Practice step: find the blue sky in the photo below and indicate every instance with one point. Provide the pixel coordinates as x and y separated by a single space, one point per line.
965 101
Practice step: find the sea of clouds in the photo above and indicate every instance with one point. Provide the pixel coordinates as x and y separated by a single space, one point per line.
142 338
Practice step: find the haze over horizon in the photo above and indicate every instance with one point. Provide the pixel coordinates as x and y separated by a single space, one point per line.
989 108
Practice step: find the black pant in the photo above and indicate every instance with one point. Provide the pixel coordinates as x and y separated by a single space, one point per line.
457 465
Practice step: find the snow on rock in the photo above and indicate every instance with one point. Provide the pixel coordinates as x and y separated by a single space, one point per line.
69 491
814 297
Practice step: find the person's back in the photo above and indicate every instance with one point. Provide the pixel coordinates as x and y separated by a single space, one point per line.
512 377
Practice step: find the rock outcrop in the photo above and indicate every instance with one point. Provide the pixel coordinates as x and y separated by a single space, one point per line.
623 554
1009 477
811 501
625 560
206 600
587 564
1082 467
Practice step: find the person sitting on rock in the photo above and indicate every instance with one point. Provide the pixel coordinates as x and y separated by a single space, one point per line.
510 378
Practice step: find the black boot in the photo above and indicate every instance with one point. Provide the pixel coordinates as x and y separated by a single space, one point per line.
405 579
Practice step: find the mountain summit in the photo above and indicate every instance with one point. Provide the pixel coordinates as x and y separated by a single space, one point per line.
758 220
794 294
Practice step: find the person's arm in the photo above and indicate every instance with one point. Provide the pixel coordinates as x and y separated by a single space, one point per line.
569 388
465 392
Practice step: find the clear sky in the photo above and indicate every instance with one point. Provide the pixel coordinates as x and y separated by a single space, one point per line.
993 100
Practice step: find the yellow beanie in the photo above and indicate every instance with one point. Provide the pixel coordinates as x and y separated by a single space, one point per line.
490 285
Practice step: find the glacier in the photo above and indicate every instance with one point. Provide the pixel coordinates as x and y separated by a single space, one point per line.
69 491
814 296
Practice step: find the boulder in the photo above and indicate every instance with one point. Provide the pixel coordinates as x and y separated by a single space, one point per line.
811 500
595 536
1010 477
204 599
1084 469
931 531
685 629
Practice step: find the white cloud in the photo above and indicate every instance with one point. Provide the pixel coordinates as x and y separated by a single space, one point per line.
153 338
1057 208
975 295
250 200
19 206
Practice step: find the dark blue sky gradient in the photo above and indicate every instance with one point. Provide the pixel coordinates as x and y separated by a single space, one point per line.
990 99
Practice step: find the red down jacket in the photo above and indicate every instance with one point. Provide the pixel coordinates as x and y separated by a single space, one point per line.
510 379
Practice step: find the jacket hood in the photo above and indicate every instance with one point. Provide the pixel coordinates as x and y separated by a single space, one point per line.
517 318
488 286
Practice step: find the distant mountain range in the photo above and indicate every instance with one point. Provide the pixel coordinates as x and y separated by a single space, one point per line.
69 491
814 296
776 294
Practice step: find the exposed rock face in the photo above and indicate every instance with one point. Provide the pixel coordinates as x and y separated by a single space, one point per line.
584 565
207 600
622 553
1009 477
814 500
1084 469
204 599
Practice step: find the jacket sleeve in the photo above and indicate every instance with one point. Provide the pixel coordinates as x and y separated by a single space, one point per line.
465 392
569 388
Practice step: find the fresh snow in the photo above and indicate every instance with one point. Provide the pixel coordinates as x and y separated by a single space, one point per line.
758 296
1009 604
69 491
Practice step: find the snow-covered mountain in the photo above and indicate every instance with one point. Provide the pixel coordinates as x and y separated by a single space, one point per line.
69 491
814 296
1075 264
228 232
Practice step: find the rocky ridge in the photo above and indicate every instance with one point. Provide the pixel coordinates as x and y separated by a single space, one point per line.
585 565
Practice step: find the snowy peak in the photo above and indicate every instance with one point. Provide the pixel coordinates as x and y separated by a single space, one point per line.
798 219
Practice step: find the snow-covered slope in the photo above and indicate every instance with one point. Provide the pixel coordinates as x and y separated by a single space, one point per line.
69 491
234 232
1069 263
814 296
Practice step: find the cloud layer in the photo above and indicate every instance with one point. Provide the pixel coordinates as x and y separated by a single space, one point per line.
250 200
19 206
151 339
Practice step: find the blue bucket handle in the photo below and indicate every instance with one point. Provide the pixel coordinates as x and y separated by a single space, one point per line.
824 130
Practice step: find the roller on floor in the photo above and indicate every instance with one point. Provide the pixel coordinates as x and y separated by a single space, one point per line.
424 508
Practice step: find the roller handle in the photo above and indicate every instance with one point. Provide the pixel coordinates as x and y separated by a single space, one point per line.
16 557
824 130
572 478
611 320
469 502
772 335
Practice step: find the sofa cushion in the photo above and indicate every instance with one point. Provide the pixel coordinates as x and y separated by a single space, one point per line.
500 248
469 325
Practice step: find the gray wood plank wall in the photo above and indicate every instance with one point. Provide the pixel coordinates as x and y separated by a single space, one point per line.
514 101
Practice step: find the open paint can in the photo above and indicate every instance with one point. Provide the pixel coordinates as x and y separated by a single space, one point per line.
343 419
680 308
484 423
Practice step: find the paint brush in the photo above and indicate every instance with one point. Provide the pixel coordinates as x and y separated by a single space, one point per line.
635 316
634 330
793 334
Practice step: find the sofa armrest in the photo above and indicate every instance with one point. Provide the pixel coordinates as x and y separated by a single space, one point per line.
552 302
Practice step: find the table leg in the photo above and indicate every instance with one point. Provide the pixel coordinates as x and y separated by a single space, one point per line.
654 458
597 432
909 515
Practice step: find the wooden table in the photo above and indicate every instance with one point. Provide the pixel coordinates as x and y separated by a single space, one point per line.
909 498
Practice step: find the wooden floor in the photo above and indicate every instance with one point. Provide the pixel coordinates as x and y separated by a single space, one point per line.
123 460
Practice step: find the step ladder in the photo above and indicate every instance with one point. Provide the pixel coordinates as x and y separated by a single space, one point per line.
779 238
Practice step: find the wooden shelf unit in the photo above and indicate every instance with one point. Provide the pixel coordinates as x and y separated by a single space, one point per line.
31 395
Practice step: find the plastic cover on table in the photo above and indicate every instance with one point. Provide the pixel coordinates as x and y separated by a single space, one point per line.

## Work task
Set down nothing but the lines from the one containing "Practice step: find the sofa armrest" through the end of the entries above, exactly as written, both ends counted.

## Result
Practice step: find the sofa armrest in the photo above and indicate every instance with one point. Provide the pixel coordinates as x and y separated by a single space, one point per line.
552 302
Practice step: find the table leg in the photo above and indicate every instance with one point. Provide the pixel coordinates as x and y separated by a single space, one point per line.
654 458
597 432
909 515
Practice step: find the wooden table in the photo above and indicate every instance with one point. Provide the pixel coordinates as x and y separated by a single space, one point per line.
909 498
Practice step: find the wooden floor in the photo above and indicate every instance with one point. Provide the pixel coordinates as x and y separated by a single space, one point per line.
123 460
Practice step: find the step ladder in the photo above and indicate every instance with one point. Provide the pixel coordinates as x and y separated by a single space, one point per line.
779 238
Practice step: find the wooden shelf unit in the photo above and indicate every instance with one point. Provide the pixel coordinates as x and y separated by a single space, one point per line.
31 395
Practice step: find the plastic cover on table in the photo above and indicate every instance with one point. Provide the pixel coordinates as x and y separated by a single space, one point per line.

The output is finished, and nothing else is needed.